● **Exercise task**
Switch every "instance" to "occurrence" in the entries from the line containing "of the shrub" through the end of the entries, inclusive, and give those lines again with nothing else changed.

--- start Material for this exercise ---

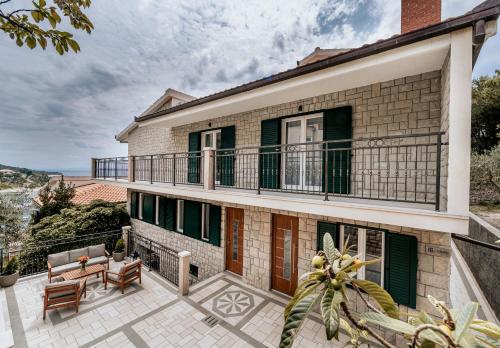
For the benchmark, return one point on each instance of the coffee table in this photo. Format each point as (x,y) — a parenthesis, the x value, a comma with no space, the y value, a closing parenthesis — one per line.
(88,271)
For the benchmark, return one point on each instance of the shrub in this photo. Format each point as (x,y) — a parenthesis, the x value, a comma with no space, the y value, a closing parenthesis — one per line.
(120,246)
(11,267)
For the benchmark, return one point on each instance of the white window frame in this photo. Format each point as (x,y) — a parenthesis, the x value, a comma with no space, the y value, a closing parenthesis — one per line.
(303,135)
(205,222)
(179,218)
(140,206)
(362,249)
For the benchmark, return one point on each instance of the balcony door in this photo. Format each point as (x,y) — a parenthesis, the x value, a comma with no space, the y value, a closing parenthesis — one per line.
(302,155)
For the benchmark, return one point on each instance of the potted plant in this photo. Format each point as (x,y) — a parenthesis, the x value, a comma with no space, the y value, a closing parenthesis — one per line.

--- end Material for this exercise ---

● **Written answer**
For the benchmark, return one point on each occurrence of the shrub in this photo. Format each point as (x,y) — a parenthesis, the x value, a comma with no space, the y value, a closing parenthesis — one per line.
(120,246)
(11,267)
For the benchmark, return one point on each occurrence of the white window frame in this photo. Format each point as (x,y) — a parenthesis, the x value, a comma with no space, the y value, a closing parenthesis — one per line.
(303,135)
(205,222)
(179,218)
(140,206)
(362,249)
For the benchmark, return one point on each occurrence of the balcony door in this photo. Format each point as (x,y) — a parenthesis, the x value, a comma with no space, the y value, a closing parenthesis — one per line.
(302,155)
For the benchmark, return one point on each occurrence of the potted plant in this photo. Format each point as (x,y) — a parenthesis, the x value, a comma with no space, the y value, a closing parenthesis — one per line.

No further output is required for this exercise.